Task brief
Copy out the data below verbatim.

Data for this exercise
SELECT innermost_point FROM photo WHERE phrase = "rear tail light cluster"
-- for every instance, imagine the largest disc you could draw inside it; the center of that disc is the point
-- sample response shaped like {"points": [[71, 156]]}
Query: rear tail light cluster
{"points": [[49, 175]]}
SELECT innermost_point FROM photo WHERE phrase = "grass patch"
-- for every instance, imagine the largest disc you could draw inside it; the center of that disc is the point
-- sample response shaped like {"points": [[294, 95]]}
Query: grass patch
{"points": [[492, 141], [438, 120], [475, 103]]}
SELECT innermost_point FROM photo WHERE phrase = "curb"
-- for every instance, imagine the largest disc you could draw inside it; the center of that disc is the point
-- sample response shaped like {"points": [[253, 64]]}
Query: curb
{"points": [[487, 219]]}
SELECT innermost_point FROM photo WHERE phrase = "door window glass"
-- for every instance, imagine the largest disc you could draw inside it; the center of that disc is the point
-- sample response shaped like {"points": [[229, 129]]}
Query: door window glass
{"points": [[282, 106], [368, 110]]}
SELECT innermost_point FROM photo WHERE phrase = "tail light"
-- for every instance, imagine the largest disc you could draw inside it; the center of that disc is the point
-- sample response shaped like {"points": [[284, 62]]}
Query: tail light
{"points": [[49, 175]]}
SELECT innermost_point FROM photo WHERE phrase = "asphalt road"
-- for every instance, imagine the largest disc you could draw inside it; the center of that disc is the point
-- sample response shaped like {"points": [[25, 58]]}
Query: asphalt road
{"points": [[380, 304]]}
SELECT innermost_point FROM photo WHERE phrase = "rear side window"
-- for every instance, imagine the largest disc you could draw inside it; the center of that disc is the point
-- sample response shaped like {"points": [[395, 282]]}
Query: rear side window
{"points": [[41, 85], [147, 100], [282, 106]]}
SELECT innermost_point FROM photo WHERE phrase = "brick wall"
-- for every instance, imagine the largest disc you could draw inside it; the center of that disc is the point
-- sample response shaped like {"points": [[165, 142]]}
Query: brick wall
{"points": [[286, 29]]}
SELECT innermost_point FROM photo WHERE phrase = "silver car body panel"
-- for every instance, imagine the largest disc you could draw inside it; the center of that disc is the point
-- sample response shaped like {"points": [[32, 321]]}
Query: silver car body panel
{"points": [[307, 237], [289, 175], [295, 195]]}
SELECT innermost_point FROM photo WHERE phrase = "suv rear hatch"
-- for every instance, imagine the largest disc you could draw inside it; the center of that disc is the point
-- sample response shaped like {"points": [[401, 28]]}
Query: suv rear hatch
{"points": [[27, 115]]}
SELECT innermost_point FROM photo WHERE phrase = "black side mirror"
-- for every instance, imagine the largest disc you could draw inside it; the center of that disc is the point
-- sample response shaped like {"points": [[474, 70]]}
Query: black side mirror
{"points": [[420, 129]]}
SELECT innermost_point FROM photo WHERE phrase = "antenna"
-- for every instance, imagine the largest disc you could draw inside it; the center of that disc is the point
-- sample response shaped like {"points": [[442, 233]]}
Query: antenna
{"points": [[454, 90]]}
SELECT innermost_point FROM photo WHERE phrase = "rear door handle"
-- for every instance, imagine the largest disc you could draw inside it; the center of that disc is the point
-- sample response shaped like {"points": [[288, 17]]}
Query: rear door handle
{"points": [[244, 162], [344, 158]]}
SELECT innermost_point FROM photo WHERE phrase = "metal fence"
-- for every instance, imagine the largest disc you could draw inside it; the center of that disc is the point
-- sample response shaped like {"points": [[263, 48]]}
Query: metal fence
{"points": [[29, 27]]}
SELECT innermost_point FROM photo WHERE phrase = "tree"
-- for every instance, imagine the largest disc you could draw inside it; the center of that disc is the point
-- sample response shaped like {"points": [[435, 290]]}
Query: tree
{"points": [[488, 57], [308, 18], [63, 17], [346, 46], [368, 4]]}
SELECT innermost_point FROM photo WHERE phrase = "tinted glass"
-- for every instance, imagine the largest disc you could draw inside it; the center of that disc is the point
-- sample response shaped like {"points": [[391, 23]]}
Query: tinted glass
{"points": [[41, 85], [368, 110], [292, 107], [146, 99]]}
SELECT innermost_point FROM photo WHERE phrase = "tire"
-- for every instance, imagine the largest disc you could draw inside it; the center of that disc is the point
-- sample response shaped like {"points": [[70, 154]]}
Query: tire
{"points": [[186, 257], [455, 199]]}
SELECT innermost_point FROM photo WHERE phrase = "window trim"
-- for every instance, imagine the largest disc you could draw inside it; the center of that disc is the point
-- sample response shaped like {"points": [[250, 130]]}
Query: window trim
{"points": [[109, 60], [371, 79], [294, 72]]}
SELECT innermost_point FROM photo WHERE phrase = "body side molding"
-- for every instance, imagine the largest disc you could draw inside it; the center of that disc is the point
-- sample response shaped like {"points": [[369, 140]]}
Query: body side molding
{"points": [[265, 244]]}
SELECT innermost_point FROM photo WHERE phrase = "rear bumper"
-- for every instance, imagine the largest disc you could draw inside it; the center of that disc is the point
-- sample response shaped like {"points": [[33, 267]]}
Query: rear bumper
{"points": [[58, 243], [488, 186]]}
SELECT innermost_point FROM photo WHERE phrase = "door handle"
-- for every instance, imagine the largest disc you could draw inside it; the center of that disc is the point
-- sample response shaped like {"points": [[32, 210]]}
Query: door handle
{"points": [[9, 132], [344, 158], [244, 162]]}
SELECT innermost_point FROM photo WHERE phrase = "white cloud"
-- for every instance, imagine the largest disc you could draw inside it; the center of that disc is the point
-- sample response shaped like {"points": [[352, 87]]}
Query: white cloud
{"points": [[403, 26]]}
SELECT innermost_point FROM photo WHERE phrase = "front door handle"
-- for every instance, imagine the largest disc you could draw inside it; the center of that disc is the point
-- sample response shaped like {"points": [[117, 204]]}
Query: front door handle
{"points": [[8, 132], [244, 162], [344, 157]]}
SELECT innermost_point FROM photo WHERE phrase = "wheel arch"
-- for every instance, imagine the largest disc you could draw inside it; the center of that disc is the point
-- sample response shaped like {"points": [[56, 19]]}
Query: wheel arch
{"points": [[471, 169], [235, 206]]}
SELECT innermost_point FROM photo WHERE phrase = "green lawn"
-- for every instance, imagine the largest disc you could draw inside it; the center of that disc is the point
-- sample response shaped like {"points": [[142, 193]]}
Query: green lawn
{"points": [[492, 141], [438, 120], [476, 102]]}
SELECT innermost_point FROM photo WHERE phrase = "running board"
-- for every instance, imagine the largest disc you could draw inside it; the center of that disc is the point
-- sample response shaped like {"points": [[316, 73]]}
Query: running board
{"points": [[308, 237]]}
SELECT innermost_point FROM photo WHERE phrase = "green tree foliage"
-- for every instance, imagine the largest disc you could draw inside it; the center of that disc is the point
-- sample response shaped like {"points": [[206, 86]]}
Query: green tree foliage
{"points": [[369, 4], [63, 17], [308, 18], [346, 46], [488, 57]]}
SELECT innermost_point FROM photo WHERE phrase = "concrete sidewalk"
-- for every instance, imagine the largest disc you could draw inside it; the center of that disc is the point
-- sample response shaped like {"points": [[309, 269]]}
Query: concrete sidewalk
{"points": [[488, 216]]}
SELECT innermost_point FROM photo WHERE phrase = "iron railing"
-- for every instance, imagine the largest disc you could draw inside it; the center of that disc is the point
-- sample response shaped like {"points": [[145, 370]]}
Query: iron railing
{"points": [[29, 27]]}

Your response
SELECT innermost_point FROM photo WHERE phrase = "rear tail light cluster"
-- for every instance, imagine the largest disc you could draw inside it; the center of that disc is the point
-- sample response shaped like {"points": [[71, 156]]}
Query: rear tail light cluster
{"points": [[49, 175]]}
SELECT innermost_point FROM photo WHERE phrase = "grass patch"
-- for every instance, imagine the largest disc you could draw inside it; the center of that disc is the point
-- sample response shaped like {"points": [[294, 95]]}
Query: grass patch
{"points": [[492, 141], [438, 120], [475, 103]]}
SELECT innermost_point FROM photo WHERE phrase = "curb"
-- for every instance, imagine the largest disc you could draw inside it; the center of that disc is the point
-- sample response shaped like {"points": [[253, 64]]}
Query: curb
{"points": [[487, 219]]}
SELECT innermost_point FROM photo WHERE phrase = "door window glass"
-- for every instance, imagine the largest disc you could draw inside it; the center of that disc is the point
-- sample response shaped like {"points": [[229, 129]]}
Query: door window glass
{"points": [[282, 106], [368, 110]]}
SELECT innermost_point FROM photo WHERE phrase = "tail light"
-- for every instance, imagine the largest disc you could draw inside it; the center of that disc is the point
-- sample response shaped like {"points": [[284, 62]]}
Query: tail light
{"points": [[49, 175]]}
SELECT innermost_point FROM photo WHERE phrase = "asphalt road"
-- for every instance, imagine the largest disc you could draw inside it; the center of that disc is the point
-- sample response shaped like {"points": [[25, 58]]}
Query: asphalt road
{"points": [[380, 304]]}
SELECT innermost_point FROM photo WHERE phrase = "rear side window"
-- for every instance, imagine the largest disc you could draw inside it; the center of that disc is the point
-- sample response shaped like {"points": [[395, 282]]}
Query: rear side window
{"points": [[41, 85], [147, 100], [282, 106]]}
SELECT innermost_point FROM photo WHERE phrase = "brick wall"
-- for every instance, imagine the largest disc you could draw inside it; the center of that disc is the point
-- sample response shaped like {"points": [[165, 142]]}
Query: brick wall
{"points": [[286, 29]]}
SELECT innermost_point FROM photo WHERE phrase = "silver car body panel"
-- for every instance, imagine the largest disc you could draw inside it; the center of that disc is the point
-- sample response shaped like {"points": [[32, 321]]}
Query: silver car body panel
{"points": [[307, 237], [289, 175], [295, 195]]}
SELECT innermost_point FROM photo WHERE phrase = "suv rear hatch"
-- for every instance, imagine the largest disc you could draw inside it; the center of that disc is the point
-- sample response shaped like {"points": [[401, 28]]}
Query: suv rear hatch
{"points": [[27, 115]]}
SELECT innermost_point FROM photo WHERE phrase = "black side mirror"
-- for every instance, imagine the largest disc you could draw inside it; the center of that disc is the point
-- sample response shaped like {"points": [[474, 70]]}
Query: black side mirror
{"points": [[420, 129]]}
SELECT innermost_point FROM photo WHERE phrase = "antenna"
-- for every instance, imagine the largest disc you could draw inside it; the center of that disc is the point
-- sample response shaped like {"points": [[442, 233]]}
Query: antenna
{"points": [[454, 90]]}
SELECT innermost_point FROM photo WHERE phrase = "rear door handle"
-- for every instance, imagine the largest disc you could draw inside it; the center of that disc is the point
-- sample response shaped like {"points": [[288, 17]]}
Query: rear door handle
{"points": [[244, 162], [344, 158]]}
SELECT innermost_point FROM photo WHERE phrase = "metal fence"
-- for every instance, imagine the largest disc you could draw inside it; the center of that disc is the point
-- sample response shaped like {"points": [[263, 48]]}
Query: metal fence
{"points": [[29, 27]]}
SELECT innermost_point FROM photo WHERE phrase = "tree"
-- for every instance, imagine the largest disc you could draw inside it; the center of that disc is the point
-- sample response shaped like {"points": [[435, 290]]}
Query: tree
{"points": [[488, 57], [308, 18], [63, 17], [346, 46], [368, 4]]}
SELECT innermost_point FROM photo WHERE phrase = "tinted glass"
-- for every instance, imagine the largest disc you could draw inside it; the center of that disc is the point
-- sample response shaped like {"points": [[391, 23]]}
Query: tinted glass
{"points": [[41, 85], [368, 110], [292, 107], [146, 99]]}
SELECT innermost_point FROM photo WHERE phrase = "tire"
-- for every instance, imagine the largest disc you could draw inside it; the center of that disc is the point
-- sample response shaped like {"points": [[70, 154]]}
Query: tire
{"points": [[186, 257], [455, 199]]}
SELECT innermost_point FROM photo WHERE phrase = "window trim"
-- for every instance, imagine the largest disc you could draw inside it; the center of that disc is the point
-- sample response shaped like {"points": [[250, 130]]}
Query: window trim
{"points": [[109, 60], [371, 79], [294, 72]]}
SELECT innermost_point FROM photo WHERE phrase = "body side molding"
-- for every instance, imagine the largest disc you could draw inside it; the center of that disc is the point
-- sample response shaped like {"points": [[369, 140]]}
Query: body side molding
{"points": [[265, 244]]}
SELECT innermost_point FROM photo WHERE phrase = "rear bumper"
-- for every instance, imagine the largest disc you could draw inside it; the center of that disc is the point
-- sample response shaped like {"points": [[33, 267]]}
Query: rear bumper
{"points": [[58, 243], [488, 186]]}
SELECT innermost_point FROM photo WHERE phrase = "door handle"
-- for every instance, imagine the largest disc you could draw inside it; the center of that disc is the point
-- sample response shaped like {"points": [[32, 210]]}
Query: door handle
{"points": [[9, 132], [344, 158], [244, 162]]}
SELECT innermost_point FROM photo WHERE phrase = "white cloud"
-- for every instance, imagine the largest disc you could draw inside it; the center of that disc is the point
-- sample response shaped like {"points": [[352, 87]]}
Query: white cloud
{"points": [[403, 26]]}
SELECT innermost_point FROM photo WHERE phrase = "front door handle"
-- for every instance, imagine the largest disc you could draw inside it; the center of that disc is the point
-- sample response shaped like {"points": [[117, 204]]}
Query: front door handle
{"points": [[8, 132], [244, 162], [344, 157]]}
SELECT innermost_point FROM photo WHERE phrase = "wheel arch"
-- for every instance, imagine the largest disc you could draw inside it; the center of that disc is the point
-- sample response shaped like {"points": [[56, 19]]}
Query: wheel arch
{"points": [[471, 169], [235, 206]]}
SELECT innermost_point FROM photo WHERE phrase = "green lawn"
-- for every instance, imagine the largest disc you could draw inside it; the center of that disc is the point
-- sample response shaped like {"points": [[142, 193]]}
Query: green lawn
{"points": [[492, 141], [438, 120], [476, 102]]}
SELECT innermost_point FROM photo WHERE phrase = "running board"
-- for every instance, imagine the largest disc you could draw inside it; the center of that disc is the point
-- sample response shaped like {"points": [[316, 73]]}
Query: running board
{"points": [[308, 237]]}
SELECT innermost_point FROM photo WHERE phrase = "green tree foliage"
-- for every instance, imagine the largest disc you could draw inside it; the center of that disc is the point
-- sample response shaped like {"points": [[206, 86]]}
Query: green tree foliage
{"points": [[369, 4], [63, 17], [308, 18], [346, 46], [488, 57]]}
SELECT innermost_point FROM photo WHERE phrase = "concrete sidewalk"
-- for every instance, imagine the largest disc you could draw inside it; the center of that disc is the point
-- sample response shaped like {"points": [[309, 269]]}
Query: concrete sidewalk
{"points": [[488, 216]]}
SELECT innermost_point FROM photo WHERE phrase = "iron railing"
-- for every instance, imagine the largest disc you could draw inside it; the center of that disc is the point
-- sample response shaped like {"points": [[145, 370]]}
Query: iron railing
{"points": [[29, 27]]}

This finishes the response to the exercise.